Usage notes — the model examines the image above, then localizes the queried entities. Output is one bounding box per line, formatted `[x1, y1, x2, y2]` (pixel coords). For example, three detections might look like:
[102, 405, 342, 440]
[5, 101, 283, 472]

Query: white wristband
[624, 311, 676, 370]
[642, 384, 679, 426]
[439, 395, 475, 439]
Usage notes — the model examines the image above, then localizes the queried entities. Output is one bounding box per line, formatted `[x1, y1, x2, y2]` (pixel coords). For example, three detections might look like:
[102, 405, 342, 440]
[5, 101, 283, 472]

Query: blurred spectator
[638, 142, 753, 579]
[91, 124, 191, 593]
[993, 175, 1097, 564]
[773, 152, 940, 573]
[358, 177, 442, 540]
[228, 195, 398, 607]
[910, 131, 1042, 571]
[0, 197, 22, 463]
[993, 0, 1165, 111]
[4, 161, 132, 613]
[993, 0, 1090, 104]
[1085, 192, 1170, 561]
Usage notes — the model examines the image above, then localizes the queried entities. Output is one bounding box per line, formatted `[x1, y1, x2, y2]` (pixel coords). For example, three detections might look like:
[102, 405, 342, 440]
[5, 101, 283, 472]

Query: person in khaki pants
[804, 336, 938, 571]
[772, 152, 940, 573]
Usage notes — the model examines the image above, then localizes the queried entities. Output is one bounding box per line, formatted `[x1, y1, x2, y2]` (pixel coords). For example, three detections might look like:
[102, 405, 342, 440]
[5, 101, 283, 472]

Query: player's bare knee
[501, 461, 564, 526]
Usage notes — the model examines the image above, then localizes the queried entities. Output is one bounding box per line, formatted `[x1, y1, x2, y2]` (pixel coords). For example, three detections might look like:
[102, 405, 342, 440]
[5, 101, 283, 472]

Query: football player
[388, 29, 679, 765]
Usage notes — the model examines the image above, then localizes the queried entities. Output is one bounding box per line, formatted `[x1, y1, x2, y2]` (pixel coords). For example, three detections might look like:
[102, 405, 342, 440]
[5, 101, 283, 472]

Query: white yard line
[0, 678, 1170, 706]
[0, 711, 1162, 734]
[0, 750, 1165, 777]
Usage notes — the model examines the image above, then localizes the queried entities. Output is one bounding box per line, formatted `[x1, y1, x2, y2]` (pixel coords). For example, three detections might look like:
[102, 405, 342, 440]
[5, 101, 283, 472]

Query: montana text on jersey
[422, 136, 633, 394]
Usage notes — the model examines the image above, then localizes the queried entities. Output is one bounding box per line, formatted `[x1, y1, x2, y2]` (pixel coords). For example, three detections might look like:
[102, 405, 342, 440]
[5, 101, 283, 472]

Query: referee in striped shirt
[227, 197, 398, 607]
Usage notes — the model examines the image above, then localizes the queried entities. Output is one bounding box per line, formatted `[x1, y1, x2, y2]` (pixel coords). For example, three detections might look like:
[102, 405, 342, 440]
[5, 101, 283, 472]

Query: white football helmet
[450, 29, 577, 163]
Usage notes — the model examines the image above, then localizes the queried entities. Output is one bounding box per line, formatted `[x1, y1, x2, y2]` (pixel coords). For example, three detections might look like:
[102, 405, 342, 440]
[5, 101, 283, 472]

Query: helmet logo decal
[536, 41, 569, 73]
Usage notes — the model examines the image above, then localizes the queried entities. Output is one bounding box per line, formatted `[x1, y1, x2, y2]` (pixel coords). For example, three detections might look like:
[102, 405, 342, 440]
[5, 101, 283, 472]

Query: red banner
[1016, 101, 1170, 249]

========================================================================

Task to complete
Convert all of the items above into a Markdown table with the columns No. and Line. Give each non-blank line its own numbered row, and leave out the blank lines.

Task result
| No. | Line |
|---|---|
| 1 | Usage notes — the model examines the image above, then localizes the queried entities. Output is one bounding box per line, formatted `[x1, y1, x2, y2]` (pixel coords). For example, three detections might look like: |
| 2 | [102, 405, 342, 440] |
| 3 | [5, 101, 283, 472] |
| 4 | Query: white wristband |
| 5 | [624, 311, 676, 370] |
| 6 | [642, 384, 679, 426] |
| 7 | [439, 395, 475, 439] |
| 8 | Usage notes — the model examines the image above, then localizes the queried entities. Output is one bounding box per line, formatted `[x1, y1, x2, y2]` (pixel coords). For example, three detections might look like: |
| 9 | [102, 405, 342, 440] |
| 10 | [5, 101, 283, 472] |
| 11 | Query: blurred spectator |
| 12 | [638, 142, 753, 579] |
| 13 | [91, 124, 191, 593] |
| 14 | [993, 175, 1097, 564] |
| 15 | [773, 152, 940, 573] |
| 16 | [358, 177, 442, 540] |
| 17 | [228, 195, 398, 607] |
| 18 | [910, 131, 1042, 571] |
| 19 | [0, 197, 22, 463] |
| 20 | [993, 0, 1165, 111] |
| 21 | [4, 161, 132, 613] |
| 22 | [993, 0, 1090, 104] |
| 23 | [1085, 192, 1170, 561] |
| 24 | Usage notes — the model examines the image above, then localizes the queried entities. Output is one bounding box per line, formatted `[x1, y1, x2, y2]` (pixel coords). For example, three detections might look like: |
| 25 | [102, 405, 342, 440] |
| 26 | [5, 101, 283, 472] |
| 27 | Query: person in khaki pants |
| 28 | [804, 336, 938, 571] |
| 29 | [772, 152, 940, 573] |
| 30 | Usage notes — the model examines the image above, then localizes the queried entities. Output is one bounding box per line, formatted `[x1, y1, x2, y2]` (pixel coords). For example, three detections might look like: |
| 31 | [102, 405, 342, 440] |
| 32 | [5, 101, 283, 472] |
| 33 | Query: player's bare knee |
| 34 | [501, 461, 564, 526] |
| 35 | Usage notes — the model examines the image above, then localizes the queried entities. Output is one bounding box per line, formatted `[x1, y1, x2, y2]` (pixel coords). For example, three detections might look like: |
| 36 | [102, 405, 342, 440] |
| 37 | [5, 101, 283, 472] |
| 38 | Query: football player |
| 39 | [388, 29, 679, 765] |
| 40 | Usage notes — the model examines the image above, then localizes the queried entities. Output is one bounding box per line, formatted `[x1, y1, x2, y2]` (pixel coords). For example, three detections might look like: |
| 41 | [102, 405, 342, 440] |
| 42 | [5, 101, 283, 472] |
| 43 | Query: white yard line |
| 44 | [0, 678, 1170, 706] |
| 45 | [0, 711, 1162, 734] |
| 46 | [0, 750, 1165, 777] |
| 47 | Usage notes — the model examines the image above, then localizes the queried entities. Output is one bounding box per line, formatted `[x1, y1, x2, y2]` (pixel coords). For example, three detections might look like: |
| 48 | [102, 405, 342, 440] |
| 49 | [5, 101, 283, 472] |
| 50 | Query: montana text on jersey |
| 51 | [422, 136, 633, 394] |
| 52 | Usage notes — the model examines the image above, then localizes the queried entities. Output is one bounding box per line, formatted `[x1, y1, x2, y2]` (pixel coords). For example, three detections might look like: |
| 53 | [102, 405, 342, 440] |
| 54 | [5, 101, 283, 472] |
| 55 | Query: referee in striped shirt |
| 56 | [227, 197, 398, 607] |
| 57 | Usage notes — the model examines the image above, then localizes the queried entities. Output is one bounding box per line, formatted `[x1, y1, x2, y2]` (pixel coords). For example, three detections might look like: |
| 58 | [102, 405, 342, 440] |
| 59 | [5, 101, 283, 472] |
| 60 | Query: white football helmet |
| 61 | [450, 29, 577, 163] |
| 62 | Usage notes — the model examines the image above, then localizes the queried entities. Output is one bounding box per line, formatted `[x1, y1, x2, y2]` (pixel coords). For example, three detections might look like: |
| 63 | [102, 405, 342, 440] |
| 64 | [5, 101, 283, 472] |
| 65 | Query: helmet logo decal |
| 66 | [536, 41, 569, 73] |
| 67 | Usage notes — the model examines the image above, then localizes the queried entities. Output is one bounding box per line, formatted `[x1, y1, x2, y2]` (pixel coords). For example, three detections might look like: |
| 68 | [102, 405, 342, 440] |
| 69 | [5, 101, 283, 472] |
| 70 | Query: red banner |
| 71 | [1016, 101, 1170, 249] |